● **Saved entries**
::::::::

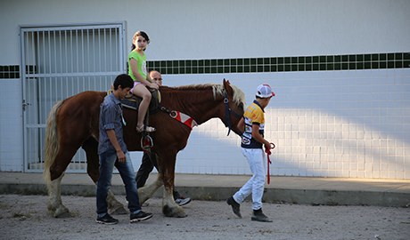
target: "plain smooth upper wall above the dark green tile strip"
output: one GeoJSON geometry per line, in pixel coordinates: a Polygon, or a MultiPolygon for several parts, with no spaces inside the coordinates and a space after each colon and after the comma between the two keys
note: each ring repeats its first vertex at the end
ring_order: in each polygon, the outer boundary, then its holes
{"type": "Polygon", "coordinates": [[[20,63],[19,26],[127,21],[149,60],[408,52],[407,0],[8,0],[0,65],[20,63]],[[6,46],[6,47],[4,47],[6,46]]]}

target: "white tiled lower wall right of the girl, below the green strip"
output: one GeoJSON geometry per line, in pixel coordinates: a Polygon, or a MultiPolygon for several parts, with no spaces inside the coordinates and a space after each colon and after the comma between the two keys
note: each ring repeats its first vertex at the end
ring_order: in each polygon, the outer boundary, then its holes
{"type": "MultiPolygon", "coordinates": [[[[169,85],[216,82],[166,76],[169,85]]],[[[274,87],[266,139],[276,144],[271,172],[287,176],[409,179],[410,70],[238,74],[249,104],[258,84],[274,87]]],[[[237,136],[219,120],[194,129],[176,172],[250,173],[237,136]]]]}

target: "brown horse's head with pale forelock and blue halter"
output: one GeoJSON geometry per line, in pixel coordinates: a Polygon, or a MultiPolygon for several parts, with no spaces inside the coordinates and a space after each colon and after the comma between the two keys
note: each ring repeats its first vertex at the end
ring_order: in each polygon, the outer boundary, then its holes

::::::::

● **PROBLEM DETAILS**
Your response must reproduce every line of the data exactly, with images omitted.

● **FINAL ANSWER**
target: "plain smooth upper wall above the dark green tile strip"
output: one GeoJSON geometry per line, in pixel coordinates: a Polygon, or a MultiPolygon for several parts, with no spaces inside the coordinates and a space after each colon and after the comma between the two keys
note: each ring repeats its first vertex at the end
ring_order: in each polygon, the outer boundary, then its holes
{"type": "Polygon", "coordinates": [[[20,63],[19,26],[127,21],[149,60],[408,52],[407,0],[8,0],[0,65],[20,63]],[[6,46],[6,47],[4,47],[6,46]]]}

target: "white tiled lower wall right of the girl, below the green strip"
output: one GeoJSON geometry per line, in pixel coordinates: a Polygon, or a MultiPolygon for several parts, with no spaces inside the coordinates and a space after each colon and after the comma between the two keys
note: each ring repeats its first vertex at the end
ring_order: in each polygon, the outer boundary, then its holes
{"type": "MultiPolygon", "coordinates": [[[[169,85],[216,82],[166,76],[169,85]]],[[[274,87],[266,139],[276,144],[271,172],[287,176],[409,179],[410,70],[238,74],[249,104],[258,84],[274,87]]],[[[237,136],[219,120],[194,129],[176,172],[250,173],[237,136]]]]}

target: "brown horse's head with pale forelock and blue halter"
output: one GeoJSON geometry per line, in pixel coordinates: a Polygon, or a MultiPolygon for several parts, with no spaces inside the coordinates and a space after each colon and after the comma between the two keys
note: each ring repeats its first vertex at the end
ring_order: in each polygon, the outer boundary, then its holes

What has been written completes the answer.